### Material for this exercise
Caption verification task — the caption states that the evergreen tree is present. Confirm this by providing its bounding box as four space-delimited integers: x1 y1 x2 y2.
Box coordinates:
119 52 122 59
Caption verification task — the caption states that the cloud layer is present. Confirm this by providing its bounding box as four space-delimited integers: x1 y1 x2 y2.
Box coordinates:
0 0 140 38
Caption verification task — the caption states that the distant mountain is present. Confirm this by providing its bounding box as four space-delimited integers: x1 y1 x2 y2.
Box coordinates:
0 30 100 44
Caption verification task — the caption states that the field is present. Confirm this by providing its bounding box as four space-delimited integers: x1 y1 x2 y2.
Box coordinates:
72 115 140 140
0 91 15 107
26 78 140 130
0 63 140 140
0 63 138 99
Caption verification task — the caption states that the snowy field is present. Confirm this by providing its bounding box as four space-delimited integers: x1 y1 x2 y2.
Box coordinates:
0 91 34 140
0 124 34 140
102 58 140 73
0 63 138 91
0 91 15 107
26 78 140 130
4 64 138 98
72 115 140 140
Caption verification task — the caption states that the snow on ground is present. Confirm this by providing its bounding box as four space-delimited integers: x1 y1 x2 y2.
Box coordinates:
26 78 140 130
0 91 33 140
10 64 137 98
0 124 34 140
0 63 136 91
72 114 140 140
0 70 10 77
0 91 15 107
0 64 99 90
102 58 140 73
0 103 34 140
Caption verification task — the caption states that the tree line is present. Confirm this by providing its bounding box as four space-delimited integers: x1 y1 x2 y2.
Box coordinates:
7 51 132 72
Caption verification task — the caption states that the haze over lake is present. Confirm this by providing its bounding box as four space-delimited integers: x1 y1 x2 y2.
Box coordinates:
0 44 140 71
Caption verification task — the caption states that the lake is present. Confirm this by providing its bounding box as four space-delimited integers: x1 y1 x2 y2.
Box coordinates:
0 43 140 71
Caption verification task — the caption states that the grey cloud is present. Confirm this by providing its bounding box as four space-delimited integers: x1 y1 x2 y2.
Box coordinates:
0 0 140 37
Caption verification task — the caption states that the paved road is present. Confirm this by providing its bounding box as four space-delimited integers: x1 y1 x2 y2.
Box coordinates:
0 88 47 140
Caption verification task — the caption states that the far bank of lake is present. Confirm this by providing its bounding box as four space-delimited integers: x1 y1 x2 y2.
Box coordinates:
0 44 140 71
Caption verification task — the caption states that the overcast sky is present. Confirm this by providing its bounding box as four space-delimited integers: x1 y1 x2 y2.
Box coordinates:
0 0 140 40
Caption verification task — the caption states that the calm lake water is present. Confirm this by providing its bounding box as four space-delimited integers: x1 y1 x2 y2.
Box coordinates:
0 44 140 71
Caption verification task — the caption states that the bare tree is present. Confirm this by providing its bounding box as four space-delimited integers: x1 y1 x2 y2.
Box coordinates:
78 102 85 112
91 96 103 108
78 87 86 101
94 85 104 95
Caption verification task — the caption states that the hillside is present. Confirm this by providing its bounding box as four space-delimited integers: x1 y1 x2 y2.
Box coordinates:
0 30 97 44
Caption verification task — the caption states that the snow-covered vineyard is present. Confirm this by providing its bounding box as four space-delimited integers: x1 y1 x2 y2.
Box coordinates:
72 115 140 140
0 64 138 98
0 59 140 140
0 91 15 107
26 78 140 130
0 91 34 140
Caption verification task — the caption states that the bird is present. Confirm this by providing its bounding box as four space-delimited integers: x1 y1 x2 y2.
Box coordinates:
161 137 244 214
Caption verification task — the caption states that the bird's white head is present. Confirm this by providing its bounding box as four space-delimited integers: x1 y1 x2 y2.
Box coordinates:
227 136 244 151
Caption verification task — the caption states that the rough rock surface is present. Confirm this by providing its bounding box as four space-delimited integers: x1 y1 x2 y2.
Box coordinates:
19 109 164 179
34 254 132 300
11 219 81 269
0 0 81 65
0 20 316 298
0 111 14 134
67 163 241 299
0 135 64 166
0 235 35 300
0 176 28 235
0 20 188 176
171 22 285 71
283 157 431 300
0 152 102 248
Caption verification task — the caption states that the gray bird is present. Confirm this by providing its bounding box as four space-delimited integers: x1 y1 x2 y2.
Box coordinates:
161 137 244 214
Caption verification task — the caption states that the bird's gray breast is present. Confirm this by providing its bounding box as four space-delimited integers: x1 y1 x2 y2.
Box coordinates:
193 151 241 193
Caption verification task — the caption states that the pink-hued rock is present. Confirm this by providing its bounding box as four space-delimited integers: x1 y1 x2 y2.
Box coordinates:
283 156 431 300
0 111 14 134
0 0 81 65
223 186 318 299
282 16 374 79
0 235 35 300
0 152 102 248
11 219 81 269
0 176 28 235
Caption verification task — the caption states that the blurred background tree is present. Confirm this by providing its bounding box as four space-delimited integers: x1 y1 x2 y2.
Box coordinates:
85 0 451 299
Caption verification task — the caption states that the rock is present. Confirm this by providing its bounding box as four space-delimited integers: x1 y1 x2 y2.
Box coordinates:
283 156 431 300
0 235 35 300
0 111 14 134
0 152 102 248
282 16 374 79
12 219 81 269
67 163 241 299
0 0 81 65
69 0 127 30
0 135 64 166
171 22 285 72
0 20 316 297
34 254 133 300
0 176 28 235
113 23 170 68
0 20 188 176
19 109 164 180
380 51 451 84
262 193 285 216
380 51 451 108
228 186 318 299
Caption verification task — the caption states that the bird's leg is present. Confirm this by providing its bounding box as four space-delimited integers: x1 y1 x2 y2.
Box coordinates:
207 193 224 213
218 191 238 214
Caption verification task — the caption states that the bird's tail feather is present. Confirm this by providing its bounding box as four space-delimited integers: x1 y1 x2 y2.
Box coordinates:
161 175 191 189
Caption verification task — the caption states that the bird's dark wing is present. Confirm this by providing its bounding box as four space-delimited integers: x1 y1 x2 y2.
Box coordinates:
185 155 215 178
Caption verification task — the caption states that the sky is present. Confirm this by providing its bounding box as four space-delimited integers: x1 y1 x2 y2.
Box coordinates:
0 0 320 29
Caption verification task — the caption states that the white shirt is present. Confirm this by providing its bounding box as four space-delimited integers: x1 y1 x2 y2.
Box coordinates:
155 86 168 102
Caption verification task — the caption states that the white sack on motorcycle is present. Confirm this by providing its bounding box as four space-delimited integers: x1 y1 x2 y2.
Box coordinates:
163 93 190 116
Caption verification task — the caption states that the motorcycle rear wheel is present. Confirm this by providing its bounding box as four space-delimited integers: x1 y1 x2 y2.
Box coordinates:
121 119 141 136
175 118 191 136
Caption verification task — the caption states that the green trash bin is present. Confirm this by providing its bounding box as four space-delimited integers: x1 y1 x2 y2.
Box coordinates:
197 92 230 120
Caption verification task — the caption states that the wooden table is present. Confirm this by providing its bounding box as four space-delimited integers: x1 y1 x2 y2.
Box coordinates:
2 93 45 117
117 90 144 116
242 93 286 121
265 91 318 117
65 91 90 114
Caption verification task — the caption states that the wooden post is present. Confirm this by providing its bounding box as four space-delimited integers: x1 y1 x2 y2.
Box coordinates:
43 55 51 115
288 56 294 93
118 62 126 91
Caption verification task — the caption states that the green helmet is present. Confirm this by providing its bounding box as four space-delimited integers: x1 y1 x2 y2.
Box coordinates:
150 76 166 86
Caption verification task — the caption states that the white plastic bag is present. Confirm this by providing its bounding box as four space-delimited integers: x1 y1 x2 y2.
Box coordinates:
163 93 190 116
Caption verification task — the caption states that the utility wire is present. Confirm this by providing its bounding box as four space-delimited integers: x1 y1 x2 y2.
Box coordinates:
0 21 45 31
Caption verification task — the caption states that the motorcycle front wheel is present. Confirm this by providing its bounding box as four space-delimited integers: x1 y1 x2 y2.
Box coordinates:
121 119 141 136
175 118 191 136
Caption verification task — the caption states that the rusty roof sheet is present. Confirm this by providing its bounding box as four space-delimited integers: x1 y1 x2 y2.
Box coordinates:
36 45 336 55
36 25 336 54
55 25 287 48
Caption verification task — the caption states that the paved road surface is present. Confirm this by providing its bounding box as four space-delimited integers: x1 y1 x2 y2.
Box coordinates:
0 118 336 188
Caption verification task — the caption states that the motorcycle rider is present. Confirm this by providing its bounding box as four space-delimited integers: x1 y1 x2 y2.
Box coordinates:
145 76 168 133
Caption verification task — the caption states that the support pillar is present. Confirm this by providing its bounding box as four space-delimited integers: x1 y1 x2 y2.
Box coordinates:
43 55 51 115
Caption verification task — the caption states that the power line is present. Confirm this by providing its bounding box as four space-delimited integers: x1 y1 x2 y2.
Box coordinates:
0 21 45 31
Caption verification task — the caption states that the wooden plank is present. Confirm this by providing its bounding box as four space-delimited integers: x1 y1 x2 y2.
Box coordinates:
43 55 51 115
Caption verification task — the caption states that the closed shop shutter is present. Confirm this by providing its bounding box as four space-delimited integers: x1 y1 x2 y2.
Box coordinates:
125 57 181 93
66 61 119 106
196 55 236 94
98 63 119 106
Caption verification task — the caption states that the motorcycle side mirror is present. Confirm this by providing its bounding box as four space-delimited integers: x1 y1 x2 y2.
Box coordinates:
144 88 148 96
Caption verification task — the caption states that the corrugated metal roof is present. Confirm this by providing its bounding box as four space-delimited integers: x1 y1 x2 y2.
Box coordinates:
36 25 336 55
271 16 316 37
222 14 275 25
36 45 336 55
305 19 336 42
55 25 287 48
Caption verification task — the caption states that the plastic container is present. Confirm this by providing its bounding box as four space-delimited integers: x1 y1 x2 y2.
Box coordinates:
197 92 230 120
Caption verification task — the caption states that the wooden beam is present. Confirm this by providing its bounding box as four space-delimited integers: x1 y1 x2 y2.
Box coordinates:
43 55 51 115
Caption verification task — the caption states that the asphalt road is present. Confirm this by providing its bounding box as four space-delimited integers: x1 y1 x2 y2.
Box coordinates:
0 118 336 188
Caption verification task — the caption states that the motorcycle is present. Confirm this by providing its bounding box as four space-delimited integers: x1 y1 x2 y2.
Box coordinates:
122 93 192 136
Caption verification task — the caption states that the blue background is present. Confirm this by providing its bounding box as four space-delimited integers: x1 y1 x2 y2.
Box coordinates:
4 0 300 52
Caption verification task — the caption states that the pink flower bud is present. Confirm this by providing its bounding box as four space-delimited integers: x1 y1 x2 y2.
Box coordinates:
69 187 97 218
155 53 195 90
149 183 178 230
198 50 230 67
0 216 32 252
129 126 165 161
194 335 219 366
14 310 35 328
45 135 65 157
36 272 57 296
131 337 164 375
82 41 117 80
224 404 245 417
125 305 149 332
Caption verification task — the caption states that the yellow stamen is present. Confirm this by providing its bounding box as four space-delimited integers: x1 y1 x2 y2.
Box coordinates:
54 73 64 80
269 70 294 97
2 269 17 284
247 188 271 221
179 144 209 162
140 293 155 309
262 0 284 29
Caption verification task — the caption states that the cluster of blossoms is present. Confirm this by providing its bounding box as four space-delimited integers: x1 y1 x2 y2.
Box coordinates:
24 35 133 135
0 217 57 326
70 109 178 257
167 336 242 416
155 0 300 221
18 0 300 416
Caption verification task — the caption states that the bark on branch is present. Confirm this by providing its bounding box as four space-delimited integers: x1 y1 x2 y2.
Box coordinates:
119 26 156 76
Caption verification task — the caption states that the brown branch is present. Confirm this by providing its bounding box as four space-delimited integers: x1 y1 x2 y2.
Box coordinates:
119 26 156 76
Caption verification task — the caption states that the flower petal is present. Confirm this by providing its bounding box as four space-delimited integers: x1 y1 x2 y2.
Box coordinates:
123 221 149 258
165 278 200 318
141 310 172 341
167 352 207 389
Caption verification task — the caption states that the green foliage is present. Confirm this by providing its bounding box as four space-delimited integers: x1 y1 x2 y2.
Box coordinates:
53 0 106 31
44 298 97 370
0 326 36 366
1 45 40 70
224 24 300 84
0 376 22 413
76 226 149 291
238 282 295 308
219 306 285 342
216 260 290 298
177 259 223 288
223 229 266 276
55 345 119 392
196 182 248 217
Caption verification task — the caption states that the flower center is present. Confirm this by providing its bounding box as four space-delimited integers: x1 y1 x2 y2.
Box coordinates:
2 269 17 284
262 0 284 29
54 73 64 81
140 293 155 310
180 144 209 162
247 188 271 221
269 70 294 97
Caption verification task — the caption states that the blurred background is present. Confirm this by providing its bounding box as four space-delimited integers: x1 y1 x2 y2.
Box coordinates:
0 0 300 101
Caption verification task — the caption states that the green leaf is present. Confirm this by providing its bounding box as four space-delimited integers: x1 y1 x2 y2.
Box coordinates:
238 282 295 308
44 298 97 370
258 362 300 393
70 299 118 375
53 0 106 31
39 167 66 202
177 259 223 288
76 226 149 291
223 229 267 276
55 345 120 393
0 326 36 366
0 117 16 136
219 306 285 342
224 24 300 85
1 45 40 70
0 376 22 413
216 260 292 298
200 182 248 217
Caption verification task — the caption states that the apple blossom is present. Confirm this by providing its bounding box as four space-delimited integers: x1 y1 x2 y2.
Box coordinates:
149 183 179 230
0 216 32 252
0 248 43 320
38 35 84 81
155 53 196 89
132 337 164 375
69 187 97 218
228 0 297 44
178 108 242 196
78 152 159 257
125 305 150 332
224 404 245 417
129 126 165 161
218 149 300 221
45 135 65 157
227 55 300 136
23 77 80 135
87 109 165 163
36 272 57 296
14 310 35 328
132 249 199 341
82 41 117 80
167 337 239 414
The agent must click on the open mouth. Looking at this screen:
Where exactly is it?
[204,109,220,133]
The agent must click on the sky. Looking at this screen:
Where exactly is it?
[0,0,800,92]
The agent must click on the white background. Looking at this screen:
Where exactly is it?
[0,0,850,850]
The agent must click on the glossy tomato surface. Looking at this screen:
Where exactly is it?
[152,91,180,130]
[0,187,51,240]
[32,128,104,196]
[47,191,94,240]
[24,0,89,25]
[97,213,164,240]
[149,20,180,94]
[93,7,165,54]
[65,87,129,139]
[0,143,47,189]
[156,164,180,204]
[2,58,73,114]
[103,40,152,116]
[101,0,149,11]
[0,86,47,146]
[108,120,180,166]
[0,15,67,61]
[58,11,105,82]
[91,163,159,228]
######
Rename "wooden" to "timber" in the listing lines beginning with the one that contains "the wooden table" and continuing through the one that contains "150 76 166 86". Give back only those lines, with nothing else changed.

Task response →
Caption verification task — the caption states that the timber table is present. Confirm this by providing its bounding box as four space-delimited integers: x1 y1 x2 y2.
Box coordinates:
2 93 45 117
117 90 144 116
242 93 286 121
265 91 318 117
65 91 90 114
Caption verification task — the caption states that the timber post is present. Confirm this by providing its bounding box as four space-delimited integers: x1 y1 x2 y2.
Box coordinates:
43 55 51 115
288 56 294 93
118 62 126 91
Caption verification task — the caption states that the green helmet is present. Confirm this by providing its bounding box as four space-delimited integers: x1 y1 x2 y2.
Box coordinates:
150 76 166 86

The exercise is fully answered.